### TEXTE SOURCE:
-----

Mes camarades de classe n’étaient pas méchants avec moi. Mais je me sentais exclue de leur monde. Il y avait un mur d’indifférence qui nous séparait. Personne ne me demandait comment était la vie au Vietnam. Comment j’avais survécu à la guerre ? Les autres enfants, et même les professeurs, manifestaient très peu d’intérêt pour mon passé, même si j’étais la seule éudiante vietnamienne en classe cette année-là. J’aurais pu venir de France, d’Iran ou du Mexique, c’était pareil pour eux. Mes camarades ne parlaient que de leur amis, de leurs chiens, de leurs musiciens préférés. Je trouvais leur indifférence difficile à comprendre parce que les choses se passaient différemment au Vietnam.
 
 Après deux ans aux USA, ma mère a donc décidé de déménager à Montréal. Elle aimait le côté francais et cosmopolite de Montréal. Au Canada, j’ai étudié la psychologie et la médecine. De 2001 à 2004, j’ai travaillé comme médecin dans une clinique médicale pour les immigrants. C’était l’époque de la guerre d’Afghanistan et d’Irak. À la clinique, je recevais beaucoup de réfugiés de ces deux pays. J’avais aussi une clientèle chinoise et d’autres immigrants d’Afrique. La plupart de mes patients consultaient pour des maux physiques : douleurs au ventre, maux de tête, étourdissements, palpitations, insomnie, etc. Mais je savais que ces  symptomes physiques cachaient des souffrances psychologiques, des souffrances que mes patients refoulaient ou qu’ils étaient incapables d’exprimer par manque de vocabulaire.

-----

### DONNÉES FOURNIES:
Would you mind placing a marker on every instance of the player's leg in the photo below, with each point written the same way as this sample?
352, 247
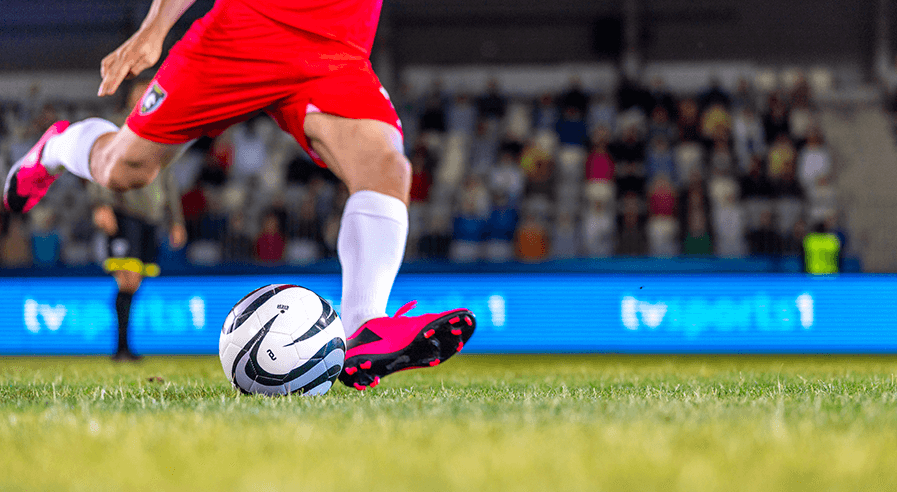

-----

### À PRODUIRE:
Recopiez, s'il vous plaît, le passage du texte source qui va de « Mes camarades de » jusqu'à « différemment au Vietnam. » inclus, sans y changer un seul mot.

### RÉPONSE CI-DESSOUS:
Mes camarades de classe n’étaient pas méchants avec moi. Mais je me sentais exclue de leur monde. Il y avait un mur d’indifférence qui nous séparait. Personne ne me demandait comment était la vie au Vietnam. Comment j’avais survécu à la guerre ? Les autres enfants, et même les professeurs, manifestaient très peu d’intérêt pour mon passé, même si j’étais la seule éudiante vietnamienne en classe cette année-là. J’aurais pu venir de France, d’Iran ou du Mexique, c’était pareil pour eux. Mes camarades ne parlaient que de leur amis, de leurs chiens, de leurs musiciens préférés. Je trouvais leur indifférence difficile à comprendre parce que les choses se passaient différemment au Vietnam.